Print every record exactly, omitting none.

···

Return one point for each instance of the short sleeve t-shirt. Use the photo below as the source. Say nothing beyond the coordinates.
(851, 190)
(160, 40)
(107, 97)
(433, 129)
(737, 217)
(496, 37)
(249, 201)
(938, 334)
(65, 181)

···

● Result of this exercise
Return one point for each instance of the short sleeve t-shirt. Use the photo below as the source. Say nothing beyond the coordinates.
(851, 190)
(160, 40)
(107, 97)
(433, 129)
(737, 217)
(496, 37)
(249, 201)
(938, 334)
(65, 181)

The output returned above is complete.